Article:
########
Smoothing

Moving averages and beyond

Nature’s smoothing filter

A flock of starlings moves as one, thousands of birds producing smooth, coordinated motion from individually noisy heading decisions. Empirical studies show each bird tracks approximately 6-7 nearest neighbours (Ballerini et al. 2008), averaging their directions, a spatial moving average that filters out individual jitter. Craig Reynolds formalised this as a computational model (Reynolds 1987), demonstrating that simple local averaging rules produce the complex collective patterns we observe.

Sensor data is noisy. Before you can extract meaningful features (peaks, trends, zero crossings) you typically need to smooth the signal. For embedded implementations (EMA and moving average with circular buffer on ESP32-S3 and STM32F4), see Smoothing on Hardware. The question is never whether to smooth, but how much and with what method. Every smoothing technique trades off noise suppression against signal distortion, and the right choice depends on what you plan to do with the signal afterwards.

This page covers four approaches: moving averages, Savitzky-Golay filters, exponential smoothing, and kernel smoothing. Each has a sweet spot. None is universally best.

Prerequisites

This topic assumes familiarity with discrete-time systems (convolution, FIR filters) and frequency-domain analysis. The moving average is introduced in Chapter 2 as a basic FIR filter. This page extends the idea.


Moving average

The simplest smoother. An \(N\)-point moving average replaces each sample with the mean of its \(N\) neighbours:

\[y[n] = \frac{1}{N} \sum_{k=0}^{N-1} x[n-k]\]

This is a causal FIR filter with uniform coefficients \(h[k] = 1/N\). Its frequency response is a sinc-like shape with the first null at \(f_s / N\). The moving average is optimal for reducing random white noise while preserving a sharp step response, but it is a poor lowpass filter in the frequency-domain sense, with only 13 dB of sidelobe rejection regardless of \(N\).

import numpy as np
import matplotlib.pyplot as plt
from scipy import signal as sig

# Noisy test signal: slow sine + noise
rng = np.random.default_rng(42)
fs = 1000
t = np.arange(2000) / fs
x_clean = np.sin(2 * np.pi * 2 * t) + 0.5 * np.sin(2 * np.pi * 7 * t)
x = x_clean + 0.8 * rng.standard_normal(len(t))
########
Task 1:
Say whether each statement agrees with the page on smoothing, answering yes or no and quoting the words from the page that decide it. (a) Each starling keeps track of about six or seven of its nearest neighbors. (b) The page covers five approaches to smoothing. (c) The moving average gets better sidelobe rejection as N grows.
Task 2:
Pick up the page on smoothing right after its last line and keep it going.
########
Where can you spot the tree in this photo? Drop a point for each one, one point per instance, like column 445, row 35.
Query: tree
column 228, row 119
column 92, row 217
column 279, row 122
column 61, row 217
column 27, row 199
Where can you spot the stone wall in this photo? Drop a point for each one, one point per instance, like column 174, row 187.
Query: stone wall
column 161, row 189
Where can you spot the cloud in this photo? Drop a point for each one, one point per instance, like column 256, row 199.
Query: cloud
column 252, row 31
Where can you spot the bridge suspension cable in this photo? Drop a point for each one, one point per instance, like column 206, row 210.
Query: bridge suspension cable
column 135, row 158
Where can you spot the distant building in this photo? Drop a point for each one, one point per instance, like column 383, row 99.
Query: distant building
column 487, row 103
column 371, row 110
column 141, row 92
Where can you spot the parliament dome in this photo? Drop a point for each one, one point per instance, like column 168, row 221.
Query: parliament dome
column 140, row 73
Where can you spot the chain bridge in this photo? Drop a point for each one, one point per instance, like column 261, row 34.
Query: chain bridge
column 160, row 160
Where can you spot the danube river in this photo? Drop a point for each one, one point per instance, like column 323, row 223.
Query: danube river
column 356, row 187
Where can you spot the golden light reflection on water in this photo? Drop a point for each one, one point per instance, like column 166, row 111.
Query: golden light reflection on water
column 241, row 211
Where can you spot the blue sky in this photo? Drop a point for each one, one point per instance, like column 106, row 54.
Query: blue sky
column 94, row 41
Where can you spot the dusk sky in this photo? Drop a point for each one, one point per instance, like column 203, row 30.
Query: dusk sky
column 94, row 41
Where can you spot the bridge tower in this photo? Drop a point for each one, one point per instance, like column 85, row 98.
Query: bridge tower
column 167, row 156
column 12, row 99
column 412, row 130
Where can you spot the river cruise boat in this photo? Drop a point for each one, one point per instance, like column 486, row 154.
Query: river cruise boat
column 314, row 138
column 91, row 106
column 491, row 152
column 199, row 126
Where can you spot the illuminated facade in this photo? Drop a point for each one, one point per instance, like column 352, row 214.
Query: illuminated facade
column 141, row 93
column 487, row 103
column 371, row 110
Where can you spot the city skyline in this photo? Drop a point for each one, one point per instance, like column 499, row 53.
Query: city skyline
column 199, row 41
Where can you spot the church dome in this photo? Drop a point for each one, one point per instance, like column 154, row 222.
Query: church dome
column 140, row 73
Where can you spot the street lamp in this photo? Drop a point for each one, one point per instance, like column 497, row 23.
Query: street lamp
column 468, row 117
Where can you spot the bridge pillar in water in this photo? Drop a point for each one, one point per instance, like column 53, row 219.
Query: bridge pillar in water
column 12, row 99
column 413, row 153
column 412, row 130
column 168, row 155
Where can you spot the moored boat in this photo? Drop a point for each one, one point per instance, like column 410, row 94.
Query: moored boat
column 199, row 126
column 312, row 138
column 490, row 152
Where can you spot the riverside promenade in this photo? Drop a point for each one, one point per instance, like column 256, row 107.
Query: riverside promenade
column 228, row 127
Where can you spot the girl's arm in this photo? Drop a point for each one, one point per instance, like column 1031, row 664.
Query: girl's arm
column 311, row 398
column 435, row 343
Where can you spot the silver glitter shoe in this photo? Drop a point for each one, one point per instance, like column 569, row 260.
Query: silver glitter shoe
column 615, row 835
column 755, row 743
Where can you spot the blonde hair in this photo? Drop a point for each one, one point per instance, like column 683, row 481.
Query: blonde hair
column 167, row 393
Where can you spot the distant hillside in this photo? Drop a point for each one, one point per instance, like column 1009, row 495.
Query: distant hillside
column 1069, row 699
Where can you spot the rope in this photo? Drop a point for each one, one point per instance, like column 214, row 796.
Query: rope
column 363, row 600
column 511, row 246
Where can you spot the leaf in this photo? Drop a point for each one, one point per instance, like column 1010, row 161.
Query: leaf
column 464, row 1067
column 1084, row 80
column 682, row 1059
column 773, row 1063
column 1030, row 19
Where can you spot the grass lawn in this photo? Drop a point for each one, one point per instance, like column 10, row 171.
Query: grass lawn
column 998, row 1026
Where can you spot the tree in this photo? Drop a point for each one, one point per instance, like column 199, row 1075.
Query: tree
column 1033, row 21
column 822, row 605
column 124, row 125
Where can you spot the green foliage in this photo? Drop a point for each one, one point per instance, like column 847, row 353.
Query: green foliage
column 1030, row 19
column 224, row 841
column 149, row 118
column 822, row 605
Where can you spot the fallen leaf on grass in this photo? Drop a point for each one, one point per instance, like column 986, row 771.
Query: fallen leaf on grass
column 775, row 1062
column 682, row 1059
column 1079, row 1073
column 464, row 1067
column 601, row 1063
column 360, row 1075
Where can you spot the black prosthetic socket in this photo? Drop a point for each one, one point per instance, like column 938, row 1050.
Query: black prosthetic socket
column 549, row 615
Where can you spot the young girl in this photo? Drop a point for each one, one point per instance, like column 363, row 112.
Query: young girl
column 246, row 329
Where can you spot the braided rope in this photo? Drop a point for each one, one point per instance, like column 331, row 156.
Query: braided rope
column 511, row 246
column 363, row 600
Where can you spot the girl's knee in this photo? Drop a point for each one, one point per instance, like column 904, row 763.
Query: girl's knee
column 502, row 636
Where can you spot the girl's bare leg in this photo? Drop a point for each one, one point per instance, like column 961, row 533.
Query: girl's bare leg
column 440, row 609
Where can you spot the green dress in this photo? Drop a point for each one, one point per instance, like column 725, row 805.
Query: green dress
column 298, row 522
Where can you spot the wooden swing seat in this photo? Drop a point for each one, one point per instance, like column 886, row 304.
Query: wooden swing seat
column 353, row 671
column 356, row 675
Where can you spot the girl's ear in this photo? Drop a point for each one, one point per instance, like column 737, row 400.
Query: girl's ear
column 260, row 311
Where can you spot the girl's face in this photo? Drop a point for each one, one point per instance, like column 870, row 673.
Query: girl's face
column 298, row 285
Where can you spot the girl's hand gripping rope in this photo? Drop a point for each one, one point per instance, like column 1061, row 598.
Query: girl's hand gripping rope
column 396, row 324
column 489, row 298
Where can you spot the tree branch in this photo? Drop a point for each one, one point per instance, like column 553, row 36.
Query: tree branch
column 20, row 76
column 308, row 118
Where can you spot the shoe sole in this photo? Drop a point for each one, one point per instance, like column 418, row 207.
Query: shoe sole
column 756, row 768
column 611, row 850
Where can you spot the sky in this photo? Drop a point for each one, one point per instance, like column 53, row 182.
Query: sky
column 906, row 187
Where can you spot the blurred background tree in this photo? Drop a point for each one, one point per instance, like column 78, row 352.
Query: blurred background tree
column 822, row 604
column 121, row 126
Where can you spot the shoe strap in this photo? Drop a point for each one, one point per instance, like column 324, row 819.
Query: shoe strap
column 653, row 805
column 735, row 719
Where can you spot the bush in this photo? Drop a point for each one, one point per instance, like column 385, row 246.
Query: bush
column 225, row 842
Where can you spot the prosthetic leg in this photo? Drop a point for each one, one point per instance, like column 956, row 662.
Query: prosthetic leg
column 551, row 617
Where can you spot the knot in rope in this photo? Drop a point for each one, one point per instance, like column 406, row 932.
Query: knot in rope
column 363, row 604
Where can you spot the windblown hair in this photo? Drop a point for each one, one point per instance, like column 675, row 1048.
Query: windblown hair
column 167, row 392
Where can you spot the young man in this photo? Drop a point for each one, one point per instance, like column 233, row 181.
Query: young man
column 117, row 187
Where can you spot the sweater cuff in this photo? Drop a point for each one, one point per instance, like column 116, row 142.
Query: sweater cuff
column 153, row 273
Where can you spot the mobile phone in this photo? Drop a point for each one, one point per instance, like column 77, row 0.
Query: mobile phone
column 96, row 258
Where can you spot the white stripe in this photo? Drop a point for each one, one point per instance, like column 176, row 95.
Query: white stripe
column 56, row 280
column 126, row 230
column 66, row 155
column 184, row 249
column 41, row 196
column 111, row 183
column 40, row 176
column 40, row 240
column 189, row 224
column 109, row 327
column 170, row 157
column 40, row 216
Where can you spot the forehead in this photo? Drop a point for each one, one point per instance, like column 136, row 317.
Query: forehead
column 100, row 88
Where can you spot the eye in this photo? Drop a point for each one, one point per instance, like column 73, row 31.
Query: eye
########
Result 1:
(a) Yes: "each bird tracks approximately 6-7 nearest neighbours"
(b) No: "This page covers four approaches"
(c) No: "with only 13 dB of sidelobe rejection regardless of \(N\)"

Result 2:
fig, axes = plt.subplots(2, 1, figsize=(10, 5), sharex=True)
axes[0].plot(t, x, 'C7', linewidth=0.5, label='Noisy')
axes[0].plot(t, x_clean, 'k--', linewidth=1, label='Clean')
axes[0].legend(fontsize=8)
axes[0].set_ylabel('Amplitude')
axes[0].set_title('Noisy signal')

for N in [5, 15, 51]:
    h = np.ones(N) / N
    y = np.convolve(x, h, mode='same')
    axes[1].plot(t, y, linewidth=1, label=f'MA({N})')

axes[1].plot(t, x_clean, 'k--', linewidth=1, alpha=0.5)
axes[1].set_xlabel('Time [s]')
axes[1].set_ylabel('Amplitude')
axes[1].set_title('Moving average smoothing')
axes[1].legend(fontsize=8)
for ax in axes:
    ax.grid(True, alpha=0.3)
fig.tight_layout()
plt.show()
Figure 1: Moving average smoothing: a 51-point MA filter removes high-frequency noise from a noisy sinusoid.

Longer windows remove more noise but also attenuate signal components and introduce lag. For the causal moving average, the group delay is \((N-1)/2\) samples.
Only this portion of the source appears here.